Text
+++++

We have a corrections sector that employs more Americans than the combined work forces of General Motors, Ford, and Wal-Mart, the three largest corporate employers in the country, and we are spending some $200 billion annually on law enforcement and corrections at all levels of government, a fourfold increase (in constant dollars) over the past quarter century…

As of 2000, 33 states had abolished limited parole (up from 17 in 1980); 24 states had introduced three-strikes laws (up from zero); and 40 states had introduced truth-in-sentencing laws (up from three). The vast majority of these changes occurred in the 1990s, as crime rates fell.

This new system of punitive ideas is aided by a new relationship between the media, the politicians, and the public. A handful of cases—in which a predator does an awful thing to an innocent—get excessive media attention and engender public outrage. This attention typically bears no relation to the frequency of the particular type of crime, and yet laws—such as three-strikes laws that give mandatory life sentences to nonviolent drug offenders—and political careers are made on the basis of the public's reaction to the media coverage of such crimes.

+++++

Data extract
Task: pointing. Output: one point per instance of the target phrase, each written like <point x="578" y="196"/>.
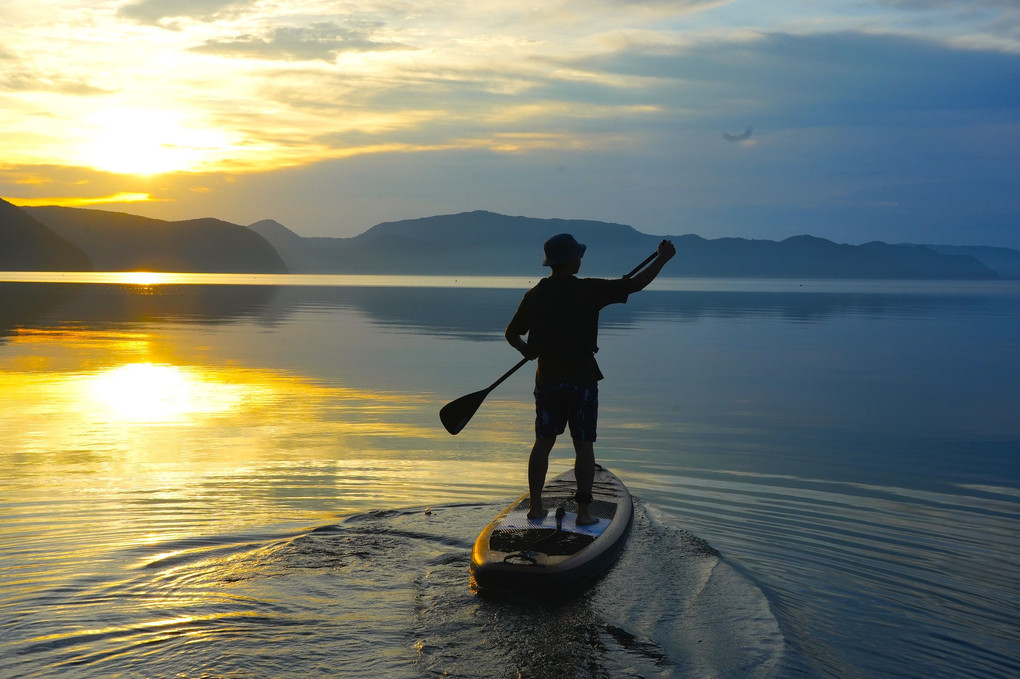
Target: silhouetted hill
<point x="27" y="245"/>
<point x="1004" y="261"/>
<point x="119" y="242"/>
<point x="485" y="243"/>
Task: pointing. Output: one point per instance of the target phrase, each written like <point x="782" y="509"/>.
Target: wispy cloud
<point x="319" y="41"/>
<point x="156" y="11"/>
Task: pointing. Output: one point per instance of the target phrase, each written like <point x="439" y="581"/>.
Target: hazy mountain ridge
<point x="28" y="245"/>
<point x="476" y="243"/>
<point x="486" y="243"/>
<point x="121" y="242"/>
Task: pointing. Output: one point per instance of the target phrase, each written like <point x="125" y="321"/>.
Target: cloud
<point x="321" y="41"/>
<point x="743" y="137"/>
<point x="156" y="11"/>
<point x="796" y="81"/>
<point x="28" y="82"/>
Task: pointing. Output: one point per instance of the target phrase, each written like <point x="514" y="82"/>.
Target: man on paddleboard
<point x="560" y="317"/>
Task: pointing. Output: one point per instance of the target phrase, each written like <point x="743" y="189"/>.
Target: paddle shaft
<point x="457" y="413"/>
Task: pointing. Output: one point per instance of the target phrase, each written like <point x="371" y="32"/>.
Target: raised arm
<point x="641" y="280"/>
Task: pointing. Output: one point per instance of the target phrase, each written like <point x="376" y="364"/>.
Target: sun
<point x="146" y="142"/>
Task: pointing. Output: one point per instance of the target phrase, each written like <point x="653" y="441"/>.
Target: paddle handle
<point x="641" y="266"/>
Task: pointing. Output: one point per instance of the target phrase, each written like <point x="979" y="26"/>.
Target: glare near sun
<point x="149" y="142"/>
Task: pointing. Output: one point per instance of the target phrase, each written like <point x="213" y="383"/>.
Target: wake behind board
<point x="514" y="553"/>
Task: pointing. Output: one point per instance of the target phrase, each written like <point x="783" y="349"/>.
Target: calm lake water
<point x="246" y="476"/>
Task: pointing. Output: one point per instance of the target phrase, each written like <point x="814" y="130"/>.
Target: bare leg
<point x="538" y="465"/>
<point x="584" y="473"/>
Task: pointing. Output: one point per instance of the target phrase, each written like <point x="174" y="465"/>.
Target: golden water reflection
<point x="157" y="435"/>
<point x="164" y="394"/>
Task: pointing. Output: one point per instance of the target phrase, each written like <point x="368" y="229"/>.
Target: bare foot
<point x="537" y="514"/>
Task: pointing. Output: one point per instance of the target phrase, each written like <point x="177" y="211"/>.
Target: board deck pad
<point x="514" y="549"/>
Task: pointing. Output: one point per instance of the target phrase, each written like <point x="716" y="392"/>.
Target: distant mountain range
<point x="118" y="242"/>
<point x="27" y="245"/>
<point x="466" y="244"/>
<point x="485" y="243"/>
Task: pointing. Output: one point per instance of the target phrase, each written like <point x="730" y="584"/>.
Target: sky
<point x="855" y="120"/>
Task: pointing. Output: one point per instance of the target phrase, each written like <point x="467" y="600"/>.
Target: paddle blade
<point x="456" y="414"/>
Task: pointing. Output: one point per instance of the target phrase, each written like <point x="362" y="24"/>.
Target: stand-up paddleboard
<point x="515" y="553"/>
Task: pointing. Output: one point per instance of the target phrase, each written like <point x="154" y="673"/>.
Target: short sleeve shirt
<point x="560" y="316"/>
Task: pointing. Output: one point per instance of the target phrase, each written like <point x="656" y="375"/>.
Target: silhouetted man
<point x="560" y="317"/>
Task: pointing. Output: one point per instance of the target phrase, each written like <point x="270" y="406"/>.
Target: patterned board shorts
<point x="559" y="404"/>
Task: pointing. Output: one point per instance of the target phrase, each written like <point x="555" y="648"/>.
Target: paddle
<point x="456" y="414"/>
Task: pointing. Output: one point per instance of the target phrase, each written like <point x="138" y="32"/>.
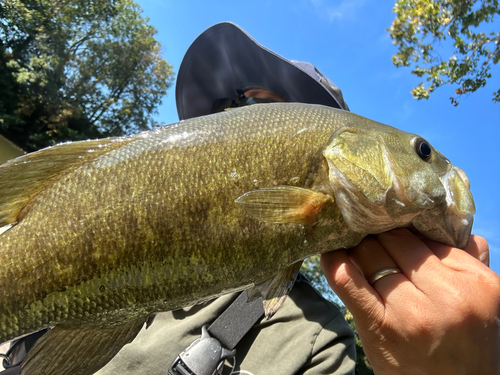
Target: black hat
<point x="224" y="60"/>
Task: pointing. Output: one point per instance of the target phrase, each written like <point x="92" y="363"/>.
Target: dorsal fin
<point x="23" y="177"/>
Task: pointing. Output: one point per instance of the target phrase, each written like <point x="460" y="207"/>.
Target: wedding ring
<point x="380" y="274"/>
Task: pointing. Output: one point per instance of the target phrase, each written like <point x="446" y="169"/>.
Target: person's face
<point x="264" y="94"/>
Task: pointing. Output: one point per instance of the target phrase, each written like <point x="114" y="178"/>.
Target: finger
<point x="371" y="258"/>
<point x="411" y="254"/>
<point x="350" y="285"/>
<point x="458" y="259"/>
<point x="478" y="247"/>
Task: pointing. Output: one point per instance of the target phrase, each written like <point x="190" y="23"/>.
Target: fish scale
<point x="184" y="213"/>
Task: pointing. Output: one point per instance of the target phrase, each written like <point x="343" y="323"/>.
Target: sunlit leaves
<point x="425" y="31"/>
<point x="77" y="69"/>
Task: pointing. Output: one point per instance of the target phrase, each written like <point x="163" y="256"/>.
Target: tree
<point x="77" y="69"/>
<point x="312" y="270"/>
<point x="421" y="25"/>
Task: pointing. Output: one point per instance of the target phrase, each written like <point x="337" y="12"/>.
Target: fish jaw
<point x="451" y="223"/>
<point x="376" y="192"/>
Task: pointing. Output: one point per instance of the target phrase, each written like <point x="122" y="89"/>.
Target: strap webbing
<point x="230" y="327"/>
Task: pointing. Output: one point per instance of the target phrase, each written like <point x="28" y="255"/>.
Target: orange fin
<point x="79" y="351"/>
<point x="284" y="204"/>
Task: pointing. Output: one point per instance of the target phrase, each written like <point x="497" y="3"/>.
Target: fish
<point x="100" y="235"/>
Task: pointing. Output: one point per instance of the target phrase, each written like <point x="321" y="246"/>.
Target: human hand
<point x="438" y="316"/>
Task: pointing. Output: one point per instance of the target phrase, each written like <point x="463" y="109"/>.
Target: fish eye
<point x="423" y="149"/>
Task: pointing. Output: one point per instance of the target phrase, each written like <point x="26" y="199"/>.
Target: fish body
<point x="105" y="233"/>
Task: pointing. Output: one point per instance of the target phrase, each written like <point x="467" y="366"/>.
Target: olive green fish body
<point x="114" y="230"/>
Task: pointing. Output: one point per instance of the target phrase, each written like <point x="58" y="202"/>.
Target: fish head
<point x="384" y="178"/>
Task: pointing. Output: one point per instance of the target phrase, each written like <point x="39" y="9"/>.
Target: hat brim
<point x="224" y="58"/>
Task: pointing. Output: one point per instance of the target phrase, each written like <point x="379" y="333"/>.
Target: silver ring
<point x="6" y="359"/>
<point x="380" y="274"/>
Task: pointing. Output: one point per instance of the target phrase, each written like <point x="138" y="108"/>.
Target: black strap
<point x="230" y="327"/>
<point x="206" y="355"/>
<point x="223" y="336"/>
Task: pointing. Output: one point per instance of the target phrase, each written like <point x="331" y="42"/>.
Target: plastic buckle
<point x="205" y="356"/>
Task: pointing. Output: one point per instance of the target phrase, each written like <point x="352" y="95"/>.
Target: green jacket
<point x="308" y="335"/>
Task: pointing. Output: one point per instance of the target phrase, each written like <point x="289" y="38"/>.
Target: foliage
<point x="77" y="69"/>
<point x="312" y="270"/>
<point x="422" y="25"/>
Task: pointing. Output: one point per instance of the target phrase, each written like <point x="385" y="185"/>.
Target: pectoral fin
<point x="284" y="204"/>
<point x="79" y="351"/>
<point x="275" y="290"/>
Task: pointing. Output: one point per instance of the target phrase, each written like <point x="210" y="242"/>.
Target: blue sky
<point x="348" y="41"/>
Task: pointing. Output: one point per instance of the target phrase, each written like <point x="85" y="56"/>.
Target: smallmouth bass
<point x="103" y="234"/>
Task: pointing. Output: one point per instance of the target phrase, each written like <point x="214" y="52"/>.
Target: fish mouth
<point x="449" y="220"/>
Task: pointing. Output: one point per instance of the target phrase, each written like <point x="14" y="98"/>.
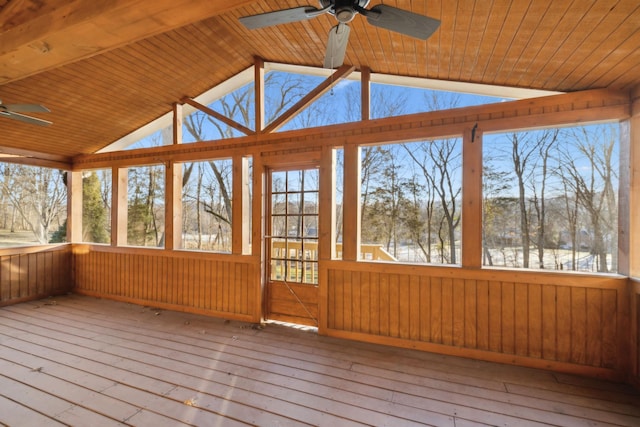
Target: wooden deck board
<point x="107" y="363"/>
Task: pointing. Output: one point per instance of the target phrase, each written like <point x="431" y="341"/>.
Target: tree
<point x="38" y="195"/>
<point x="94" y="212"/>
<point x="590" y="178"/>
<point x="440" y="162"/>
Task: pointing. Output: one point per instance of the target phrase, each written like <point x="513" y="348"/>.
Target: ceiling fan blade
<point x="23" y="118"/>
<point x="27" y="108"/>
<point x="336" y="46"/>
<point x="402" y="21"/>
<point x="281" y="17"/>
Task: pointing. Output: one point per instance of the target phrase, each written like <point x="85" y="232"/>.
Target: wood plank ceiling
<point x="105" y="68"/>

+++++

To be done
1/ Using the corrections passage, explain in one to three sentences how laws such as three-strikes laws come to be passed.
2/ According to the corrections passage, how many states had introduced three-strikes laws as of 2000?
3/ Write out the corrections passage from "As of 2000, 33" up to and including "of such crimes.".
Work only from the corrections passage and leave the data aside.

Per-task answers
1/ A handful of cases where a predator does something awful to an innocent get excessive media attention and stir public outrage. Laws and political careers are then built on the public's reaction to that coverage, even though the attention has no relation to how often that type of crime happens.

2/ 24 states, up from zero.

3/
As of 2000, 33 states had abolished limited parole (up from 17 in 1980); 24 states had introduced three-strikes laws (up from zero); and 40 states had introduced truth-in-sentencing laws (up from three). The vast majority of these changes occurred in the 1990s, as crime rates fell.

This new system of punitive ideas is aided by a new relationship between the media, the politicians, and the public. A handful of cases—in which a predator does an awful thing to an innocent—get excessive media attention and engender public outrage. This attention typically bears no relation to the frequency of the particular type of crime, and yet laws—such as three-strikes laws that give mandatory life sentences to nonviolent drug offenders—and political careers are made on the basis of the public's reaction to the media coverage of such crimes.